*** Material provided Section Begins ***

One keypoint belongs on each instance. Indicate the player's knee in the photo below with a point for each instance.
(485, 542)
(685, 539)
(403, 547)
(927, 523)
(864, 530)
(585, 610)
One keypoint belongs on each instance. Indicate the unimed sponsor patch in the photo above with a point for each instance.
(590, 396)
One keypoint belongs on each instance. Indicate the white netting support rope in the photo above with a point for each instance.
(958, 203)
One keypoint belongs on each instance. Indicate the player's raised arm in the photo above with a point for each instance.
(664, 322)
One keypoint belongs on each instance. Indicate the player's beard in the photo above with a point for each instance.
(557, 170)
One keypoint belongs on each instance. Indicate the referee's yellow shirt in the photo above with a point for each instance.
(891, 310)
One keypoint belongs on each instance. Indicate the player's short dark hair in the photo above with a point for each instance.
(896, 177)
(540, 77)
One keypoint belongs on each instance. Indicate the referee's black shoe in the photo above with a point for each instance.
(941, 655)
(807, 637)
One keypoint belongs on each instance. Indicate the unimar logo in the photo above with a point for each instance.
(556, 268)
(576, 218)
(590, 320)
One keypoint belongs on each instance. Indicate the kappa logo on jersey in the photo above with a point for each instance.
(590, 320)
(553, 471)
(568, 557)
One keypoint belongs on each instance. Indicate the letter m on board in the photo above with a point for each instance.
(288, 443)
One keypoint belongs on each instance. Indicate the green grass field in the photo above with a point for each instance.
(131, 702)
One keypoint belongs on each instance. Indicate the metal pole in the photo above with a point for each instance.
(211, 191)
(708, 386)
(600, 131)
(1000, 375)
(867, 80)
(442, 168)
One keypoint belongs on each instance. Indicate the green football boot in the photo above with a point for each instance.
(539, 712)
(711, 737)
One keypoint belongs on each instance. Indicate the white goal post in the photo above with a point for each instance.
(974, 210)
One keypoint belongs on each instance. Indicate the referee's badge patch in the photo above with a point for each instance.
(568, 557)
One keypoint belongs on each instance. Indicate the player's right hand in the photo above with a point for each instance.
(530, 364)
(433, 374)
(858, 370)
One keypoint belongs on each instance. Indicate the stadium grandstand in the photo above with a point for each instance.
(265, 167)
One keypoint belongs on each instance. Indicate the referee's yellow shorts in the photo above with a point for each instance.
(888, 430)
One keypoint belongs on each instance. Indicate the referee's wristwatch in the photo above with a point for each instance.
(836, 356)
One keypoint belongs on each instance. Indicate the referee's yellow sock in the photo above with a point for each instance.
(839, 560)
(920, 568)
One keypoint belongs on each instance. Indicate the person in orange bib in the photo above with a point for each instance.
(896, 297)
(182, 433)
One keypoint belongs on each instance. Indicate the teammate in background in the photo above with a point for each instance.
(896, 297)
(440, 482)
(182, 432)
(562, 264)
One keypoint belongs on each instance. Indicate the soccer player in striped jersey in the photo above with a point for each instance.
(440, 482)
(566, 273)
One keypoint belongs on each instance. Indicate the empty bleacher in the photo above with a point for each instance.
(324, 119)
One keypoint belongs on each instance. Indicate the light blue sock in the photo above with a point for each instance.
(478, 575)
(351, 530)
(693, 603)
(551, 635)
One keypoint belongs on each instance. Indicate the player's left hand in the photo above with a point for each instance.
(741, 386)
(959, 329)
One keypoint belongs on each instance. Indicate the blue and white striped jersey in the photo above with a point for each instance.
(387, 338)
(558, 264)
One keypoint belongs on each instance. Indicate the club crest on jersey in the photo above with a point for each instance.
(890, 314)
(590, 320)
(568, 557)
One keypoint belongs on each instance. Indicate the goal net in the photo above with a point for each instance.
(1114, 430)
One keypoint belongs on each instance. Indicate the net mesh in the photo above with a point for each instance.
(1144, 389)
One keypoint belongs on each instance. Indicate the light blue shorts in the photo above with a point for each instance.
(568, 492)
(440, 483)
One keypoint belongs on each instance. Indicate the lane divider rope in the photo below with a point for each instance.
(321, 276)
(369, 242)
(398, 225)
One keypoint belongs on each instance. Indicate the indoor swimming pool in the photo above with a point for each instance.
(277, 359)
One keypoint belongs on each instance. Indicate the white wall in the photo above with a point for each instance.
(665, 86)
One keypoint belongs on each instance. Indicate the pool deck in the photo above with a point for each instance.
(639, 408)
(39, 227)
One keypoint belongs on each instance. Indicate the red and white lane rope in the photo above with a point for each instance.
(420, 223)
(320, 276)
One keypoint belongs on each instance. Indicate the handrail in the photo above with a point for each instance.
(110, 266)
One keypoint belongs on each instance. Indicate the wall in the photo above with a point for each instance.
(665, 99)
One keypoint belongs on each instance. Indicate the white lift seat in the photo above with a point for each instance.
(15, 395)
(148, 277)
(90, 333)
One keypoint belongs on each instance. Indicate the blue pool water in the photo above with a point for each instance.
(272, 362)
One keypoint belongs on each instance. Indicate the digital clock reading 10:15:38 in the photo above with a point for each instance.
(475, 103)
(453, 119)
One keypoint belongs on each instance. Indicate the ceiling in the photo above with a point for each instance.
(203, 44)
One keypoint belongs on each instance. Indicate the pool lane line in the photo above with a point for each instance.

*** Material provided Section Ends ***

→ **What is required**: Whatever appears in the data above must be copied word for word.

→ **Response area**:
One keypoint belongs on each instance. Indicate the player's knee in the photo below with a point for each instance.
(485, 542)
(685, 539)
(403, 547)
(927, 523)
(864, 530)
(585, 610)
One keypoint belongs on each instance. Indicate the unimed sponsor patch in the photo above with a point for each instance.
(590, 396)
One keypoint belongs on each instance. Indicate the white netting support rope in the photo above with a point for each instance.
(958, 203)
One keypoint belongs on each instance. Indicate the player's raised arm in the photo above with a point for each instance.
(664, 322)
One keypoint belongs on each instance. Indicate the player's beard in the photo above with a point for each instance.
(557, 170)
One keypoint belongs on each instance. Indicate the referee's yellow shirt in the photo above with a point for each instance.
(891, 310)
One keypoint belongs on each instance. Indicate the player's short dark hair in the photo above with a point for each instance.
(896, 177)
(540, 77)
One keypoint belongs on each instance. Indicate the referee's black shoe in the photo above with a point for each instance.
(941, 655)
(807, 637)
One keypoint belongs on each instance. Indicate the unimar logo in the photo above with a point for each instance.
(556, 268)
(576, 218)
(590, 320)
One keypoint belongs on each instance. Indicate the kappa logo on jersey in the photo above with a point for each instance.
(590, 320)
(553, 471)
(568, 557)
One keypoint belongs on each instance. Indicate the letter m on board in the photo above with a point for each instance.
(288, 443)
One keypoint belongs on each instance. Indicate the green grass field in the photo above with a point for each instance.
(131, 702)
One keypoint belongs on each instance. Indicate the metal pole in the photo above with a point for each instance.
(211, 191)
(708, 386)
(600, 131)
(1000, 375)
(867, 80)
(442, 168)
One keypoint belongs on each instance. Indicate the green football boot in the photo above with a point for each instance.
(539, 712)
(711, 737)
One keypoint belongs on each instance. Indicate the white goal post in the photo above with a point for each instance.
(974, 210)
One keypoint belongs on each instance. Indicate the referee's badge patch in the photo above with a point for each instance.
(568, 557)
One keypoint belongs on each instance. Indicate the player's right hand in the photo above with a point for each instance.
(530, 364)
(433, 374)
(858, 370)
One keypoint belongs on each instance. Indicate the stadium grandstand in the photo above with a point for each instance.
(265, 167)
One keypoint belongs on each instance. Indicate the referee's yellow shorts in the photo above with a point for each instance.
(888, 430)
One keypoint belongs on each instance. Indicate the referee's wristwatch in the photo above with a point for each instance.
(836, 356)
One keypoint belongs on each instance. Indicate the referee's yellow sock in the photo above with a point for each instance.
(839, 560)
(920, 568)
One keypoint belongs on each instance. Indicate the person in orange bib in the photo above with a point for each instance.
(896, 297)
(182, 433)
One keypoint belongs on each instance. Indicate the teammate in background in the photo above with a point for each instance.
(896, 297)
(440, 482)
(182, 432)
(562, 264)
One keypoint belongs on each instance. Indicate the soccer player in striped jersey in the photo above with a point for each instance.
(440, 482)
(566, 273)
One keypoint belongs on each instance. Indicate the empty bleacher in the photo above with a point for each instance.
(324, 119)
One keypoint belongs on each instance. Indicate the light blue sock in the photo above with a point for each instance.
(478, 575)
(351, 530)
(693, 603)
(551, 635)
One keypoint belongs on each instance. Indicate the player's left hand in the photo above with a point for each instance.
(741, 386)
(959, 329)
One keypoint belongs on each instance. Indicate the blue and white striped jersey in the photo above with a point for each instance.
(387, 338)
(558, 264)
One keypoint belongs on each instance. Indicate the club crest on jersey in the photo above with a point for each instance.
(890, 314)
(590, 320)
(568, 557)
One keypoint belongs on each instance. Indicate the goal net in the photo above with a point for each instance.
(1114, 430)
One keypoint belongs on each instance. Indicate the net mesh in the photo above with a point for each instance.
(1144, 389)
One keypoint belongs on each instance. Indicate the light blue shorts in the photo above with a point for each instance.
(568, 492)
(440, 483)
One keypoint belongs on each instance. Indicate the lane divider rope in the photo below with a point for each instance.
(321, 276)
(369, 242)
(398, 225)
One keypoint belongs on each instance. Indicate the indoor swimming pool in the photo above with a point for each instance.
(277, 359)
One keypoint belongs on each instance. Indicate the white wall in the photo above with a point for each instance.
(665, 86)
One keypoint belongs on each instance. Indicate the pool deck in the photo above with a point for each instance.
(639, 408)
(39, 227)
One keypoint belongs on each instance. Indicate the red and white lane rope in the photo above with a point for each instance.
(420, 223)
(320, 276)
One keypoint belongs on each instance. Indicate the handrail in the photo above with a point for each instance.
(110, 266)
One keypoint belongs on each instance. Indicate the wall in the photo above with a point for each instance.
(665, 99)
One keypoint belongs on each instance. Indicate the white lift seat in the photo above with a point for each instance.
(15, 395)
(148, 277)
(90, 333)
One keypoint belongs on each instance. Indicate the blue pool water in the photo above with a point for each instance.
(272, 362)
One keypoint belongs on each instance. Indicate the digital clock reading 10:15:38 in the photo above with a point for each instance.
(475, 103)
(453, 119)
One keypoint belongs on each instance. Indicate the ceiling in the photo above with a point for each instance.
(203, 44)
One keypoint belongs on each instance. Indicate the pool lane line in the photo above with a point for each instance.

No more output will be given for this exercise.